=== Extrait fourni ===

Ethique
Partie 4 : De la servitude humaine, autrement dit de la force des affects, Appendice (chap 10 à 13)
« En tant que l'Envie ou un affect de Haine les porte les uns contre les autres, les hommes sont en cela contraires les uns aux autres, et par conséquent sont d'autant plus à redouter que leur puissance l'emporte sur celle des autres individus ( = composantes ) de la nature.
Les esprits cependant ne se vainquent pas par les armes, mais par l'Amour et la Générosité. (cf Générosité bien ordonnée)
Il est avant tout utile aux hommes de se joindre par des comportements communs, et de s'enchaîner mutuellement de liens par lesquels ils fassent d'eux tous un seul plus apte, et de se mettre, absolument, au service du renforcement des amitiés.
Mais il y faut de l'art et de la vigilance. Les hommes sont divers (car rares sont ceux qui vivent selon ce que la raison prescrit) et de fait la plupart sont envieux, et plus enclins à la vengeance qu'à la Miséricorde. Et donc avec chacun d'eux être soi-même et se retenir d'imiter leurs affects demande une singulière puissance de l'esprit.

=== Données fournies ===

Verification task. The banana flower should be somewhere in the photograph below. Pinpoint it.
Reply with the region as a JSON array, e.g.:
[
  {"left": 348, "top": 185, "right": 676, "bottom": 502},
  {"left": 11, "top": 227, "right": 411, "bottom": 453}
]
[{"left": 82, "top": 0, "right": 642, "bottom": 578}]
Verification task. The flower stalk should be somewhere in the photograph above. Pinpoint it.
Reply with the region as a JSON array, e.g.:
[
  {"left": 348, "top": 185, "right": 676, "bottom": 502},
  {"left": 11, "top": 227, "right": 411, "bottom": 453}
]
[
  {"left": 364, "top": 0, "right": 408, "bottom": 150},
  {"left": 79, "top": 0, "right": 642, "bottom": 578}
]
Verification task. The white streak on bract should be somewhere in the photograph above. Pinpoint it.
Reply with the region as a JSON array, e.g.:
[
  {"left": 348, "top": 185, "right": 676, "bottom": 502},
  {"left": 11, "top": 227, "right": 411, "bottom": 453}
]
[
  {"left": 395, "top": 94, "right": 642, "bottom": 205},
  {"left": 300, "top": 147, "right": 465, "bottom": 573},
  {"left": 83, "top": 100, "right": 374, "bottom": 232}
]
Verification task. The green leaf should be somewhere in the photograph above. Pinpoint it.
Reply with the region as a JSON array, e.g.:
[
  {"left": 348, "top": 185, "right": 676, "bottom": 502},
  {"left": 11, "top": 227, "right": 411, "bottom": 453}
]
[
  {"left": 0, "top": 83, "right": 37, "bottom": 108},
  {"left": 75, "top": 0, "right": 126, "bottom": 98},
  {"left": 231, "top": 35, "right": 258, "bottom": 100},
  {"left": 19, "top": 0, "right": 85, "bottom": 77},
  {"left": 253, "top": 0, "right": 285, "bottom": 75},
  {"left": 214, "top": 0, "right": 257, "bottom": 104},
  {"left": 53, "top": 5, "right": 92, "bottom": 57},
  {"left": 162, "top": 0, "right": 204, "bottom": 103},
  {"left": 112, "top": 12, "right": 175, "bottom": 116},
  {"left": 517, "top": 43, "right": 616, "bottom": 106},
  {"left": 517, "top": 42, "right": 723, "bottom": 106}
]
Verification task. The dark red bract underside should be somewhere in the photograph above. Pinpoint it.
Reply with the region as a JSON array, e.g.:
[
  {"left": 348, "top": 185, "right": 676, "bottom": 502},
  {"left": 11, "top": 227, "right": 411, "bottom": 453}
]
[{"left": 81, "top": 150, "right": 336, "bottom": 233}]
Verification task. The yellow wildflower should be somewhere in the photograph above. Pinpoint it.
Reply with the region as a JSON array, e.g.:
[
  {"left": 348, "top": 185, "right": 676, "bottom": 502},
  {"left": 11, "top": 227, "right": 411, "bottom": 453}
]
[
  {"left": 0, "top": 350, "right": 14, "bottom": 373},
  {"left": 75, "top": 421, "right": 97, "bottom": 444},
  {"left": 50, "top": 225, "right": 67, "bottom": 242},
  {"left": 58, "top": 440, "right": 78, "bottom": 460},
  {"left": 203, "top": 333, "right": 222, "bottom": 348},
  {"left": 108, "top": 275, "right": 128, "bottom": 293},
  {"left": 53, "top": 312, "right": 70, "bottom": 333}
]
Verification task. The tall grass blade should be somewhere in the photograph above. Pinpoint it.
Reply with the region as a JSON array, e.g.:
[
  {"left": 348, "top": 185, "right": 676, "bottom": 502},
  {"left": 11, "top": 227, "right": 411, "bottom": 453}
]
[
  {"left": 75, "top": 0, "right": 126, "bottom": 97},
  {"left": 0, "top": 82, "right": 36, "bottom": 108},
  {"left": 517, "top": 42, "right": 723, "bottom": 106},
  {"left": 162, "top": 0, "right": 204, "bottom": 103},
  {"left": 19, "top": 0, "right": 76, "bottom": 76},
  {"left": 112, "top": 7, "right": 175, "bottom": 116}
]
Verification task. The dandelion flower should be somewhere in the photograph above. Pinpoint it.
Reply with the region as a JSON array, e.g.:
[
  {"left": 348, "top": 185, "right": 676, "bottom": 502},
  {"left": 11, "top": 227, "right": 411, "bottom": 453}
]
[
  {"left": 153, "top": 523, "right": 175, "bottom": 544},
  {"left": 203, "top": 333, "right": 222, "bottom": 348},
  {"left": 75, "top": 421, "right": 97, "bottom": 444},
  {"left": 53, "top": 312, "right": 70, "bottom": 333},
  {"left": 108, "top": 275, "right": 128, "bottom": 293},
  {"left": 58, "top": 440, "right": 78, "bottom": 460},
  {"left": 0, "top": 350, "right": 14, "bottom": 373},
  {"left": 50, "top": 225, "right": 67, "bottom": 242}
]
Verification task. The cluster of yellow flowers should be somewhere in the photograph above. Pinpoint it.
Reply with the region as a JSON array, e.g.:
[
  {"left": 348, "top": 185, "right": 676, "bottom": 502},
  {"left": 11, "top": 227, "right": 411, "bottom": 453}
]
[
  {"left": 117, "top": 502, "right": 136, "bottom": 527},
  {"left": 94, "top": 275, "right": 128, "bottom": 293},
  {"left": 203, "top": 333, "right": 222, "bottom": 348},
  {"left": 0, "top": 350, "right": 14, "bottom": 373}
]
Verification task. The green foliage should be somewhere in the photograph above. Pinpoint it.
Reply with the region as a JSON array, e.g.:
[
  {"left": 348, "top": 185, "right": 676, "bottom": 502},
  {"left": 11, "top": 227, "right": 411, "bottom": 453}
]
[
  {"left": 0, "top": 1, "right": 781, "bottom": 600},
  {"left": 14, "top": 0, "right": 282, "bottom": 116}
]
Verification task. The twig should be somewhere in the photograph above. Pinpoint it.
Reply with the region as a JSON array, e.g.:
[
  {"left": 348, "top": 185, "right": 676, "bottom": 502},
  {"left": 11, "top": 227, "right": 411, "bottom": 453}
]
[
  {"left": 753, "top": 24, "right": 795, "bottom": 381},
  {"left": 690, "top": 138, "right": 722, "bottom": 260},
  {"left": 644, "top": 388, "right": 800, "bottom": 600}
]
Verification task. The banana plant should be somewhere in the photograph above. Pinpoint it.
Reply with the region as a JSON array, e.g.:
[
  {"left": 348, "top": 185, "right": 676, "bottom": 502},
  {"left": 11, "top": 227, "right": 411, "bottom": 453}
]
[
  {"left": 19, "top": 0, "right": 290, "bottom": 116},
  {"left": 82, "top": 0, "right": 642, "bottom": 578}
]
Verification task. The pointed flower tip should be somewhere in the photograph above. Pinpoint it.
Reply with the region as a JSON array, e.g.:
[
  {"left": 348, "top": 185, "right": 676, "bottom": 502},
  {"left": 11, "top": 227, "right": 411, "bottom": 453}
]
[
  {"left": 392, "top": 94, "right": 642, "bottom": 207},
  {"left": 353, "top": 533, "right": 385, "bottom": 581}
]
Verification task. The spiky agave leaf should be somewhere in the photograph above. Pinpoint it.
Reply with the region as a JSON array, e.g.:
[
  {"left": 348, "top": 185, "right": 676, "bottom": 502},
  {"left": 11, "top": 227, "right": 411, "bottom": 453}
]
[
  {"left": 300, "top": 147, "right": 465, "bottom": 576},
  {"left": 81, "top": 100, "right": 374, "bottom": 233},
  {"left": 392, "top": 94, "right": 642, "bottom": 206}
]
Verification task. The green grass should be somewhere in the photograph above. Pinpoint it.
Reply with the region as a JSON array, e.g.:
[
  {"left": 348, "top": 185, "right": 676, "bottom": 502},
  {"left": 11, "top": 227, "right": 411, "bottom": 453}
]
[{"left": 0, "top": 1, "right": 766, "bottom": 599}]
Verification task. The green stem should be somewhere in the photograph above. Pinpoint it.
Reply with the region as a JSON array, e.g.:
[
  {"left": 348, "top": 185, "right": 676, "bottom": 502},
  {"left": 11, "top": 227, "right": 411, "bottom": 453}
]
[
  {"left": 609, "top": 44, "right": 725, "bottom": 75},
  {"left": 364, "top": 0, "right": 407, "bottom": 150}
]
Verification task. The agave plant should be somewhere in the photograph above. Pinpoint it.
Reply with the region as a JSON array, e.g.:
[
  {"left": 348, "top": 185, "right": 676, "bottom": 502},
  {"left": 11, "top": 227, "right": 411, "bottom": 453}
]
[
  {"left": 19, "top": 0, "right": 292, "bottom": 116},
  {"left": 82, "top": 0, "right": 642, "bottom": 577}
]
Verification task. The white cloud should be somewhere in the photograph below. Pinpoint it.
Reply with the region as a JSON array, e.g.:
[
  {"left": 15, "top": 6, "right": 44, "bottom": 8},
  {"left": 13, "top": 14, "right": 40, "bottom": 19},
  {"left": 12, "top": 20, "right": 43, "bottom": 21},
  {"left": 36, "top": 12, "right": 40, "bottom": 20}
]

===

Consigne: Rédigez la suite de l'extrait sur la servitude humaine, en reprenant juste après sa dernière phrase.

Réponse:
Et ceux qui, au contraire s'entendent à déchirer les hommes, à réprouver les vices plutôt qu'à enseigner les vertus, et à briser les esprits des hommes au lieu de les affermir, ceux-là se pénalisent eux-mêmes et pénalisent les autres ;
et c'est ainsi que beaucoup, l'esprit débordé et dans un faux zèle de religion, préfèrent vivre parmi des brutes plutôt que parmi les hommes ;
on dirait des enfants ou des adolescents qui n'ayant pas le bon sens de supporter les réprimandes de leurs parents, voient un refuge dans une obéissance militaire, préfèrent les inconvénients de la guerre et la domination d'un tyran au confort d'un chez-soi et à l'éducation d'un père, et supportent qu'on leur impose n'importe quel fardeau, pourvu qu'ils se vengent de leurs parents. »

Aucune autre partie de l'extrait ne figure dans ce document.